EXCERPT.

<<<<

JACKSONVILLE, Fla. -- Mississippi State interim head football coach Greg Knox met with his starting quarterback for the month, Keytaon Thompson, as soon as MSU turned its attention from the Dan Mullen departure to the TaxSlayer Bowl. Knox knew a freshman backup might not have as much of the playbook as his predecessor, so Knox decided to attack it head on. 


Instead of spending all of bowl practice finding out what Thompson can run well and what he can't, he just handed Thompson a game plan sheet and told him to highlight what he felt comfortable with. The end result was somewhere in the range of 50 to 60 plays. 


A theme showed itself: Thompson would be doing a lot of running. 


That is exactly what happened Saturday, as Thompson's first college start saw him run 27 times for 147 yards and three touchdowns. He also threw for 127 yards as No. 24 MSU (9-4) beat Louisville (8-5) 31-27 in comeback fashion. 


MSU trailed twice in the second half; both times, a Thompson rushing touchdown erased that lead. 


"We knew going into the game he had to run the football," Knox said. "If you go back and look at Mississippi State over the years, when Nick Fitzgerald ran the ball for 100 yards, we were winning football games. 


"We knew (Thompson) had to run the ball. We didn't care if he was a freshman, we didn't care if he was starting his first game." 


The heavy rushing workload also could have served as a confidence booster for a freshman in his first start, but Thompson said he didn't need it. 


"I came out really confident," Thompson said. "I thought we would come out, score on the first drive and continue to score; they made some adjustments as we knew they would and we had to adjust on the fly. 


"A few guys thought I was going to be nervous, but I felt confident. I have a great offensive line, I have a great defense, I have great running backs, I have great receivers, there's nothing to be nervous about." 


Thompson showed that on his first play from scrimmage: On a 29-yard completion to tight end Jordan Thomas, Thompson said Thomas was actually his third read. It was only after scanning his first and second options did he find Thomas open for the first play of what was a six-play, 56-yard touchdown drive.

>>>>

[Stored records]
<<<<

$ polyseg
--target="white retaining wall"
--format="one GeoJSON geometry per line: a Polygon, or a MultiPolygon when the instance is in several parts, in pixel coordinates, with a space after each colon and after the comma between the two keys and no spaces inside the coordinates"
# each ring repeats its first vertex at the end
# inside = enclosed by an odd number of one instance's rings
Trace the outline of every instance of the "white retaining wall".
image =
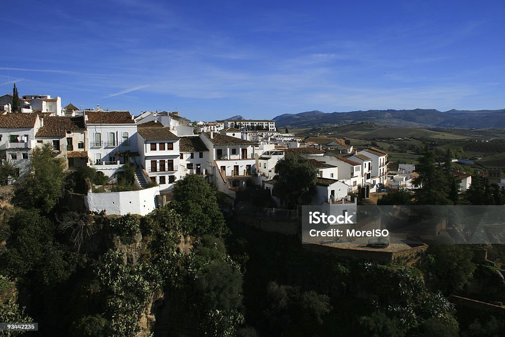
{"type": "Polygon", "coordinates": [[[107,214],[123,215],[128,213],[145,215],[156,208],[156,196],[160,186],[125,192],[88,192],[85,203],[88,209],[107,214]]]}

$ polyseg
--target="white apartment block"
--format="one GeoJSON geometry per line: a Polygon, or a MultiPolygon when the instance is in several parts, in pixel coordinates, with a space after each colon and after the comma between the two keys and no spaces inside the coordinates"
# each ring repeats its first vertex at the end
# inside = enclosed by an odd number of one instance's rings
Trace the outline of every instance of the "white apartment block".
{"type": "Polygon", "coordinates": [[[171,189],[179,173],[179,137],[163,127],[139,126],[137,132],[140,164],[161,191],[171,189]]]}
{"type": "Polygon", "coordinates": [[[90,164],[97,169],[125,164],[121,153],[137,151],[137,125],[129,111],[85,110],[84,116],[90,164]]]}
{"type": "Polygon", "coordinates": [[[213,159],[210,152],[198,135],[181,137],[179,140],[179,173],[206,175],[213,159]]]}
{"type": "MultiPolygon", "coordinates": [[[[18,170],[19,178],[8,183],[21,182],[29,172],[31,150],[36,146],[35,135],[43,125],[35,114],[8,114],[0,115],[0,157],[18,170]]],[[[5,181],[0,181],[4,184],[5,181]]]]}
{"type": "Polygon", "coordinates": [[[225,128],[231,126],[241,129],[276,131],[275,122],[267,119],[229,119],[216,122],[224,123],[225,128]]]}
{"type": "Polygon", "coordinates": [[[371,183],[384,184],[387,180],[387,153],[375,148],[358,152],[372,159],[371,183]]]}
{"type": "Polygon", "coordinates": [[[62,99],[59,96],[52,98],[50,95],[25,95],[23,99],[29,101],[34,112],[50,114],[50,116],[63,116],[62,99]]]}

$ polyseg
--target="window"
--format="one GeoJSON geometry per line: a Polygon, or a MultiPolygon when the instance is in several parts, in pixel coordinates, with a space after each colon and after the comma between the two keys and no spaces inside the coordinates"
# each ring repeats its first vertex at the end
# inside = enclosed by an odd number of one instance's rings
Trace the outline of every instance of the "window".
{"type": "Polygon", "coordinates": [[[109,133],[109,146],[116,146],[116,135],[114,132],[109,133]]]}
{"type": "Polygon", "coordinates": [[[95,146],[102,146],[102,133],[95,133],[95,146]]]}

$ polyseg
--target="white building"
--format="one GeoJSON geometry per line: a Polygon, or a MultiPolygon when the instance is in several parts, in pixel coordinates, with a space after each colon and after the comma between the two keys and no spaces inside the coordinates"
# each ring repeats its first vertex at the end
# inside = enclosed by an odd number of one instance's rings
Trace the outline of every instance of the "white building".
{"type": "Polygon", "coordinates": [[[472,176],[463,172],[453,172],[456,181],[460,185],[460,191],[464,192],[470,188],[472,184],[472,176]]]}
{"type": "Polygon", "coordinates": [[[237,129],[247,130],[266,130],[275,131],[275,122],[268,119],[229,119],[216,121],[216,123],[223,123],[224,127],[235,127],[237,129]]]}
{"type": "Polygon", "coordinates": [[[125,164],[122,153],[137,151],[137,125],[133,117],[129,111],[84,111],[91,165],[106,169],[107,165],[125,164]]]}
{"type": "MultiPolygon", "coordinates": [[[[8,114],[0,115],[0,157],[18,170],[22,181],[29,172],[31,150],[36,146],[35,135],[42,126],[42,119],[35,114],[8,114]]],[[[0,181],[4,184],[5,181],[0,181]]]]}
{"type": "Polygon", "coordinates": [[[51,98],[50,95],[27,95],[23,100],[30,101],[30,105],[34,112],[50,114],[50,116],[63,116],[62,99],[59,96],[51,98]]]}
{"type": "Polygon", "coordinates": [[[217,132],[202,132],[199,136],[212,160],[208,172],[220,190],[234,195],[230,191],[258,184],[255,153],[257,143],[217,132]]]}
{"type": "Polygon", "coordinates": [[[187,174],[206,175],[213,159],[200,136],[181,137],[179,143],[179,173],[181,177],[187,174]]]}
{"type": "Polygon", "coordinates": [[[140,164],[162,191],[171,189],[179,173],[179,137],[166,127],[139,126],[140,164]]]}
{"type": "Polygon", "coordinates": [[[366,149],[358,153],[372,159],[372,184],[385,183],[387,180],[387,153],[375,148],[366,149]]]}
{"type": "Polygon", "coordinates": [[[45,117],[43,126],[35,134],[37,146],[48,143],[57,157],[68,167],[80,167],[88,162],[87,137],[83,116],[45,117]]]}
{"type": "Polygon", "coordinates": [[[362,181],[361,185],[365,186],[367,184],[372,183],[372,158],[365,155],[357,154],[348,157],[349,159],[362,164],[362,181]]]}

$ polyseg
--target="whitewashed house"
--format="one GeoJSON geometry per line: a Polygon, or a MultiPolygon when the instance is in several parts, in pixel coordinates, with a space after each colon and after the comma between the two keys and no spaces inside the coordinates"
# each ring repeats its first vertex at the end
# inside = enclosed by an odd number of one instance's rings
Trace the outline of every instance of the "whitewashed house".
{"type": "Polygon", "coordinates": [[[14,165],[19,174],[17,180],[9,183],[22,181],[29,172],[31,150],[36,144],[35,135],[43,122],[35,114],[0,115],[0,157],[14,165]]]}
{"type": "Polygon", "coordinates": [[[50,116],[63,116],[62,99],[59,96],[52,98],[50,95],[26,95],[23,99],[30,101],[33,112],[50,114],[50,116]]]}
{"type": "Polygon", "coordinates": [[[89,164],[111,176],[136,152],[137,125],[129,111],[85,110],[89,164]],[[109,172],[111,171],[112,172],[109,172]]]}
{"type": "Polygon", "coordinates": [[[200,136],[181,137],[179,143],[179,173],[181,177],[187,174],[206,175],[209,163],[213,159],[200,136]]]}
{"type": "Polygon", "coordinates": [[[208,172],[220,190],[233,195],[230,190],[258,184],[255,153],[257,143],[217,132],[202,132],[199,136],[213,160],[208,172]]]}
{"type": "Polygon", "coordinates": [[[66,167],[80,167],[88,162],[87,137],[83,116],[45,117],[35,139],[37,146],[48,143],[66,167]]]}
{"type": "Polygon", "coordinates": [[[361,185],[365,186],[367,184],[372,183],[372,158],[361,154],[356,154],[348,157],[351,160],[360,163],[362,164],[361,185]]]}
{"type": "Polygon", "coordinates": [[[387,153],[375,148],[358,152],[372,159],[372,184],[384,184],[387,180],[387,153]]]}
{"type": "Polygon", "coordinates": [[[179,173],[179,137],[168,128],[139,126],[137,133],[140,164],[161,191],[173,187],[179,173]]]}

>>>>

TASK LIST.
A – In the TaxSlayer Bowl article, how many rushing yards did Keytaon Thompson gain in his first college start?
B – Condense the paragraph of the TaxSlayer Bowl article beginning "Instead of spending all of bowl practice" into one shorter sentence that keeps its main facts.
C – Extend the TaxSlayer Bowl article, picking up after its final sentence.

ANSWERS PROVIDED.
A – 147 yards

B – Rather than using bowl practice to test what Thompson could run, Knox gave him a game plan sheet to highlight the plays he was comfortable with, which came to roughly 50 to 60 plays.

C –
Rankin, Bryant missed halves 


MSU safety Brandon Bryant did not play at all in the first half and was only seen sparingly in the second half, including once as part of MSU's kickoff team when he drew and unsportsmanlike conduct penalty. 


Left tackle Martinas Rankin did not play in the second half with an ankle injury. The injury is not expected to hinder the senior as he prepares for the upcoming NFL Draft. 




Sack party 


One of the most elusive quarterbacks in college football history, Louisville's Lamar Jackson, was sacked six times by the MSU defense for a total of 42 yards lost. While MSU did bring some of its trademark exotic blitzes it used so often over the regular season, Louisville coach Bobby Petrino said after the game MSU didn't blitz as much as he expected it to. 


That meant a lot of the behind-the-line production was left to the defensive line, which did not disappoint. 


"We knew their offensive line was as dominant as us and our defensive linemen came into the game thinking we were going to win our 1-on-1s," MSU defensive tackle and Macon native Jeffery Simmons said. "Especially their center, their center was going to be a good matchup for me because he wasn't too good. We came out, played to our standard and had a great night." 


Simmons had two tackles, one for a loss, with 0.5 sacks. 




History made 


MSU safety Mark McLaurin, in intercepting Jackson three times, became the first Bulldog to do so since Richie Brown had three interceptions against Texas A&M in 2014. He is the first MSU player to have three interceptions in a bowl game.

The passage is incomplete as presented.